--- EXTRAIT DU DOCUMENT ---
+-------+
Le terme de tcheshm est aussi associé à l’expression de la politesse : répondre "tchashm" ou "be-rû-ye tchehsm" ("sur mon œil") à une demande est un équivalent poli de "oui". Enfin, l’expression "marchez sur mon œil" (ghadametoun be-rû-ye tchashm) est une façon respectueuse d’inviter quelqu’un à entrer chez soi ou de lui dire en revoir. Cette façon de s’exprimer est à comprendre au travers du schéma du adab va ehterâm et du ta’ârof : il n’est qu’une ultime façon permettant à la fois d’exprimer sa modestie et d’élever son interlocuteur, en sous-entendant que la partie la plus chère de son corps, l’œil, n’atteint même pas la dignité de la partie la plus basse de la personne à laquelle on s’adresse - son pied.
En outre, la présence de nombreuses métaphores liées au goût et aux aliments reflète le haut statut de la nourriture dans la culture iranienne : préparer des plats iraniens nécessitant un investissement conséquent de temps et d’efforts, chaque repas reflètera le respect et l’affection de celui qui l’a préparé pour ses invités, et sera ainsi destiné à nourrir tout autant leur corps que leur âme. A titre d’exemple, on dit de quelqu’un de charmant et drôle qu’il est "goûteux" ou "plein de sel" (bâ mazzeh, bâ namak), et à l’inverse d’une personne morne et taciturne qu’elle est "insipide" ou "dénuée de sel" (bi mazzeh, bi namak). Toute chose ou personne agréable et plaisante est qualifiée de "sucrée/douce" (shirin), et l’inverse d’ "amère" (talkh). Les concepts de cru et de cuit (khâm, pokhteh) sont aussi très utilisés pour exprimer l’idée que quelque chose ou quelqu’un est immature ou inachevé, et à l’inverse mature et approfondi. Une parole infondée ou une personne dénuée d’expérience seront qualifiées de "crues" dans un sens tout autre que celui pris par ce mot en français, tandis qu’un être réfléchi ou une réflexion minutieuse seront considérés comme "cuits" (pokhteh). De façon générale, le verbe "manger" (khordan) se décline en de très nombreuses versions : zamin khordan ("manger la terre", c’est-à-dire tomber), ghosseh khordan ("manger du souci" ; se faire du souci), hasrat khordan (manger du regret ; regretter), shekast khordan ("manger une défaite" ; échouer). La prégnance de ce verbe dans moult expressions de la vie quotidienne révèle aussi une conception du corps selon laquelle le ventre est considéré comme le siège des émotions négatives.
+-------+
Données d'annotation de régions d'image
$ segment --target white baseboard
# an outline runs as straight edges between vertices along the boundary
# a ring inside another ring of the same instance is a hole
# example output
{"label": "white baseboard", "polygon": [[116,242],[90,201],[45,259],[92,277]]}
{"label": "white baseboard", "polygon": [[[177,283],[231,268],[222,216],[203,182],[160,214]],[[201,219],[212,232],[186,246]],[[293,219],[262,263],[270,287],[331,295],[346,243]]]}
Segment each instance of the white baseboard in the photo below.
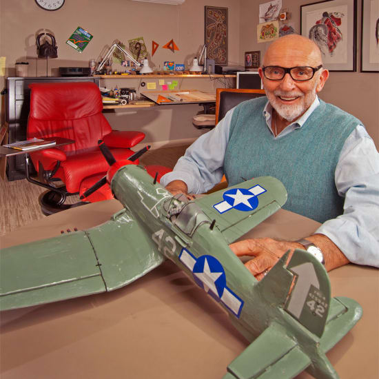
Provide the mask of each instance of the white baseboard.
+-------+
--- CONSIGNE 1 ---
Répondez à ces questions sur l'extrait consacré aux expressions iraniennes :
(a) À quoi équivaut le fait de répondre « tchashm » à une demande ?
(b) Comment qualifie-t-on une personne morne et taciturne ?
(c) Que signifie l'expression zamin khordan ?
--- CONSIGNE 2 ---
Recopiez l'extrait consacré aux expressions iraniennes en commençant par « Le terme de » et en allant jusqu'à « - son pied. ».

--- RÉPONSE ATTENDUE 1 ---
(a) C'est un équivalent poli de « oui ».
(b) On la dit « insipide » ou « dénuée de sel » (bi mazzeh, bi namak).
(c) Elle signifie « manger la terre », c'est-à-dire tomber.

--- RÉPONSE ATTENDUE 2 ---
Le terme de tcheshm est aussi associé à l’expression de la politesse : répondre "tchashm" ou "be-rû-ye tchehsm" ("sur mon œil") à une demande est un équivalent poli de "oui". Enfin, l’expression "marchez sur mon œil" (ghadametoun be-rû-ye tchashm) est une façon respectueuse d’inviter quelqu’un à entrer chez soi ou de lui dire en revoir. Cette façon de s’exprimer est à comprendre au travers du schéma du adab va ehterâm et du ta’ârof : il n’est qu’une ultime façon permettant à la fois d’exprimer sa modestie et d’élever son interlocuteur, en sous-entendant que la partie la plus chère de son corps, l’œil, n’atteint même pas la dignité de la partie la plus basse de la personne à laquelle on s’adresse - son pied.